Text:

Is the Classic VC Model Dead – or Just Evolving?

Genesis Accelerator's avatar

Rubrik, a Lightspeed portfolio company, during its IPO on the NYSE

Rubrik, a Lightspeed portfolio company, during its IPO on the NYSE

Over the past few months, something fascinating has been happening quietly across the venture capital landscape: the world’s most influential VC firms are shifting away from the traditional playbook.

According to Bloomberg, Lightspeed Venture Partners — managing over $31B — recently became a Registered Investment Advisor (RIA), joining the likes of Sequoia, Andreessen Horowitz, Thrive Capital, and General Catalyst. This change allows these firms to break the traditional 20% allocation limit and invest across a broader spectrum: public markets, secondaries, crypto, and even company roll-ups.

Special thanks to Miriam Shtilman Lavsovski and Avishag Bohbot for their insights on this subject and for helping us better understand the shift in the industry.

So… what’s really happening?

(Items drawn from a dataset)

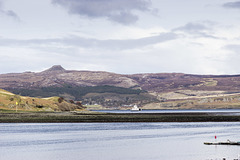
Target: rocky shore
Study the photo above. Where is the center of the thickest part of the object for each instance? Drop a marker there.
(89, 117)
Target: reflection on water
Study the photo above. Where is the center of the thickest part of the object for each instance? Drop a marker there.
(113, 141)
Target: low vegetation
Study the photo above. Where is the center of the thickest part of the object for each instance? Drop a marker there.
(13, 102)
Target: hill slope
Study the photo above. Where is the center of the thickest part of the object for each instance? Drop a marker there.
(10, 101)
(97, 87)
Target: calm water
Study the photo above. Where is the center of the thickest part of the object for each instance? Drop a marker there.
(117, 141)
(235, 111)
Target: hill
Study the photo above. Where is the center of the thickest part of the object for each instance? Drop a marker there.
(10, 101)
(149, 90)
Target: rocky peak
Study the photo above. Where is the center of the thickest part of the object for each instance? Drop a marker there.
(55, 68)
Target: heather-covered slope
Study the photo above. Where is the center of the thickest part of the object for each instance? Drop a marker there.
(117, 90)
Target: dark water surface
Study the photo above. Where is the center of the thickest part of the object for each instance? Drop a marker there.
(117, 141)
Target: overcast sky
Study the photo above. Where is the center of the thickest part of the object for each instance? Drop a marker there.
(121, 36)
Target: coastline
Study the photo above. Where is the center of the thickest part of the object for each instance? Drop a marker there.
(99, 117)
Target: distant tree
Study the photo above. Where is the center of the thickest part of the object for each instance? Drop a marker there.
(71, 101)
(60, 99)
(79, 104)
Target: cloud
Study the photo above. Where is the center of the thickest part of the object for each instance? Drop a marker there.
(235, 4)
(198, 29)
(109, 44)
(120, 11)
(9, 13)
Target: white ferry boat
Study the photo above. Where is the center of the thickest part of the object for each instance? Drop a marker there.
(135, 108)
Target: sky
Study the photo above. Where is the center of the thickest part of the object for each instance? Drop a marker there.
(121, 36)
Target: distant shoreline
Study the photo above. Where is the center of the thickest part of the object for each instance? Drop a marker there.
(97, 117)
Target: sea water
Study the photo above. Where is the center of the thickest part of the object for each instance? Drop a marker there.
(117, 141)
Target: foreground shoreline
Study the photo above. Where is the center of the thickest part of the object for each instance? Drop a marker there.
(97, 117)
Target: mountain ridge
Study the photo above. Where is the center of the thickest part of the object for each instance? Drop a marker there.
(155, 87)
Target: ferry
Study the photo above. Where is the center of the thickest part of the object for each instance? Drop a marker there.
(135, 108)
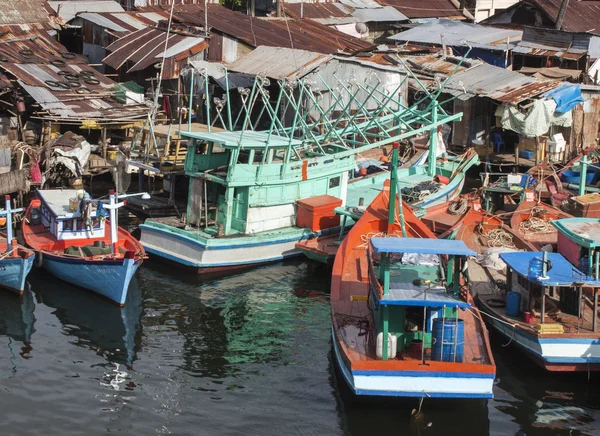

Exercises:
(A) Answer these questions from the venture capital article, one line each:
(i) Which company is shown during its IPO, and on which exchange?
(ii) How much does Lightspeed Venture Partners manage?
(iii) What limit does becoming a Registered Investment Advisor let these firms break?
(B) Continue the venture capital article after its final line.
The items are separate from the venture capital article and have no connection to it.

Expected results:
(A)
(i) Rubrik, on the NYSE
(ii) Over $31B
(iii) The traditional 20% allocation limit

(B)
🚨 The Classic VC Model Is Being Rewritten

The traditional model – invest in 25 startups, wait 10 years, and hope for two unicorns – is losing steam.
But this isn’t a collapse. It’s an evolution.

Today’s mega-funds are behaving more like private equity firms:

  • They acquire, merge, and build companies from scratch.
  • They invest heavily in AI-native platforms.
  • They establish wealth management divisions and participate in public and secondary markets.
  • They recruit talent from investment banks and asset managers (e.g., Lightspeed recently hired a Goldman Sachs MD to lead their secondaries strategy).

As General Catalyst put it:

“The traditional VC model no longer best positions founders to transform industries.”


🧭 A New Map for the VC Landscape

This shift marks a structural, cultural, and strategic transformation.
Large funds managing billions are starting to operate like investment banks or multi-asset platforms. Some may even head toward IPOs – much like Blackstone.

At the same time, a counter-trend is emerging:
While the giants grow broader, a new generation of nano funds, angels, and venture studios are going deeper. These smaller players work side-by-side with founders from Day 0 and continue to deliver strong multiples – much like the early days of venture capital.


🧩 What Does It All Mean?

  • VC isn’t dead – it’s wearing a new suit.
    The job is no longer just picking; it’s building, operating, and transforming.
  • Big money is changing the rules.
    If you’re managing billions, it’s no longer enough to wait. You have to create value – not just bet on it.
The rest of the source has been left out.